Written instruction: Rewrite the lines below, replacing "that would help a lot" with "that would be useful" wherever it occurs and leaving everything else unchanged.

Records for the task:
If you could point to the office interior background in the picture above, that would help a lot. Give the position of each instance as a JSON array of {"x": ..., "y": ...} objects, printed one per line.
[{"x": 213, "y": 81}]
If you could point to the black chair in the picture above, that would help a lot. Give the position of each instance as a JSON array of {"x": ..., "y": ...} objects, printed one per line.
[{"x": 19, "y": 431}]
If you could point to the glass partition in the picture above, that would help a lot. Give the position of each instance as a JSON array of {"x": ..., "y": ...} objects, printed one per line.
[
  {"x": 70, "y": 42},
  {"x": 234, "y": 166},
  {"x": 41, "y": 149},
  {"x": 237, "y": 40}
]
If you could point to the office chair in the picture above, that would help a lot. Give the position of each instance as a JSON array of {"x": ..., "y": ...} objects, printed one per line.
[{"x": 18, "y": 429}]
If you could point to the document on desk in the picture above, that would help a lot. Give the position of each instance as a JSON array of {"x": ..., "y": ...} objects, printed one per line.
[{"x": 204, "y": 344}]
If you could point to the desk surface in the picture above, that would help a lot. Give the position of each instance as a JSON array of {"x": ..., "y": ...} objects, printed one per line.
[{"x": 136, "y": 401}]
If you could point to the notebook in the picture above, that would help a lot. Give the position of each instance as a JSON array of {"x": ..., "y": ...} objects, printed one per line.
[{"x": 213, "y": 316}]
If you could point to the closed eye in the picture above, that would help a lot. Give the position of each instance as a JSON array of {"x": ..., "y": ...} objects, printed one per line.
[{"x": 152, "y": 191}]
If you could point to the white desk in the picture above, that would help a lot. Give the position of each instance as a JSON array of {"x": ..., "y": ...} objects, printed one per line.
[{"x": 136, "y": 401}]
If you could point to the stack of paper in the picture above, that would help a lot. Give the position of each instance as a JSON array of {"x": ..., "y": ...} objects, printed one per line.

Task response:
If you could point to the office interior background in the picture above, that would be useful. Give the position of each instance as a JSON array of {"x": ..., "y": ...} objects, printed one per line.
[{"x": 213, "y": 81}]
If you could point to the black chair in the picture above, that would be useful. Give the position of each instance as a JSON array of {"x": ..., "y": ...} objects, printed one per line.
[{"x": 19, "y": 431}]
If you could point to the glass partition in the picture above, that would be useful. Give the position of each instance as a JSON array of {"x": ..., "y": ...} objects, printed one per line.
[
  {"x": 70, "y": 42},
  {"x": 234, "y": 166},
  {"x": 41, "y": 149},
  {"x": 237, "y": 40}
]
If you could point to the office chair in the picture above, that would be useful. Give the position of each instance as a JSON array of {"x": ..., "y": ...} objects, printed one per line.
[{"x": 18, "y": 429}]
If you could point to the document on desk in the picture above, that would be useful. Give the position of each instance as a JSON array of {"x": ..., "y": ...} objects, printed one per line.
[{"x": 204, "y": 344}]
If you could point to the desk surface in the picture above, that would be useful. Give the position of each instance as a JSON array of {"x": ..., "y": ...} objects, printed one per line.
[{"x": 136, "y": 401}]
If you could point to the notebook in the picture above, that would be useful. Give the position of each instance as a JSON array of {"x": ..., "y": ...} objects, printed one per line.
[{"x": 213, "y": 316}]
If you could point to the closed eye in the picture above, that would be useful. Give the position of each instance as a JSON array of {"x": ..., "y": ...} objects, printed one per line.
[{"x": 152, "y": 191}]
If you could point to the white desk in the picture above, that would be useful. Give the position of each instance as a JSON array of {"x": ..., "y": ...} objects, printed one per line.
[{"x": 136, "y": 401}]
If you could point to the stack of paper in the picture above, that would be useful. Give the position of each instance as a JSON array of {"x": ..., "y": ...} objects, printed one per line.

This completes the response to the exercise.